Your task – Retype every one of the following rows word for word, leaving out the pictures.

Extracted records –

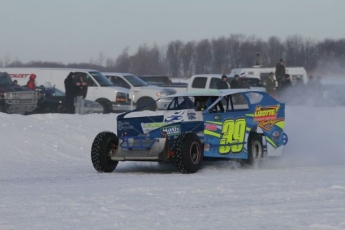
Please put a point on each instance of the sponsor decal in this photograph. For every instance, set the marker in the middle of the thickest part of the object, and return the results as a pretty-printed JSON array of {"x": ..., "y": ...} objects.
[
  {"x": 23, "y": 75},
  {"x": 211, "y": 127},
  {"x": 175, "y": 117},
  {"x": 267, "y": 125},
  {"x": 191, "y": 115},
  {"x": 171, "y": 130},
  {"x": 265, "y": 113},
  {"x": 217, "y": 117},
  {"x": 124, "y": 125},
  {"x": 206, "y": 147},
  {"x": 276, "y": 135},
  {"x": 147, "y": 127}
]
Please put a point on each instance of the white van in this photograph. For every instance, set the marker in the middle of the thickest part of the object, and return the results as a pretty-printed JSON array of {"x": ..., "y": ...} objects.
[
  {"x": 262, "y": 73},
  {"x": 100, "y": 89}
]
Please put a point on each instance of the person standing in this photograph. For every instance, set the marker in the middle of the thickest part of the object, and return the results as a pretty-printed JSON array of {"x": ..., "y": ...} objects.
[
  {"x": 70, "y": 92},
  {"x": 271, "y": 85},
  {"x": 280, "y": 72},
  {"x": 31, "y": 83},
  {"x": 244, "y": 82},
  {"x": 235, "y": 83},
  {"x": 223, "y": 83},
  {"x": 81, "y": 94}
]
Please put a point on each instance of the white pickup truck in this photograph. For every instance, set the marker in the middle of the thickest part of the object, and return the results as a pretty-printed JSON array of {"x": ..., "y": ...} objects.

Written response –
Please put a point on each instance of the sponsor decal in this photograph. For every instance, set the marker in the middle of the thickest part of the object, and return the results as a pretty-printed JSON array of {"x": ..., "y": ...} objects.
[
  {"x": 23, "y": 75},
  {"x": 211, "y": 127},
  {"x": 175, "y": 117},
  {"x": 267, "y": 125},
  {"x": 191, "y": 115},
  {"x": 171, "y": 130},
  {"x": 265, "y": 113},
  {"x": 217, "y": 117},
  {"x": 124, "y": 125},
  {"x": 206, "y": 147},
  {"x": 276, "y": 135},
  {"x": 147, "y": 127}
]
Please put a point on each instance of the white van in this photograph. For every instance, set the marker in the middle of the thickest part of the object, and return the results as a pretty-printed JSON array of {"x": ..., "y": ...} objects.
[
  {"x": 262, "y": 73},
  {"x": 100, "y": 89}
]
Please put a point on each instance of the person standing in this photograph. For every instance, set the marker in the middle of the thickest part of the object, and return the results as a pretty-printed JSON array of {"x": ..., "y": ...} objects.
[
  {"x": 70, "y": 92},
  {"x": 271, "y": 85},
  {"x": 280, "y": 72},
  {"x": 31, "y": 83},
  {"x": 244, "y": 82},
  {"x": 235, "y": 83},
  {"x": 223, "y": 83},
  {"x": 81, "y": 94}
]
Please put a point on each instance of the white pickup truck in this photograph. For every instance, set the marker in the middle of the thickest part of the object, and return the results as a pretty-printed JSON array of {"x": ..., "y": ...} objects.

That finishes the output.